◆ Task to complete
Retype the records that follow, every line exactly as written.

◆ Source material

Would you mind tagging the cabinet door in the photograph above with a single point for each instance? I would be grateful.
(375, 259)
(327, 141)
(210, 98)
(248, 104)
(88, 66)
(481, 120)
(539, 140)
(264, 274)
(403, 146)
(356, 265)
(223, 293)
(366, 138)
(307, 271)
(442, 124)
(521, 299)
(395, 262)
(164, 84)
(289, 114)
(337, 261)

◆ Solution to this problem
Would you mind tagging the cabinet door in the photograph above with a single point for each instance? I would be grateful.
(375, 259)
(327, 141)
(210, 98)
(248, 104)
(88, 66)
(481, 120)
(539, 140)
(264, 274)
(403, 146)
(356, 265)
(223, 293)
(366, 138)
(307, 271)
(442, 124)
(521, 299)
(395, 262)
(164, 84)
(289, 114)
(337, 261)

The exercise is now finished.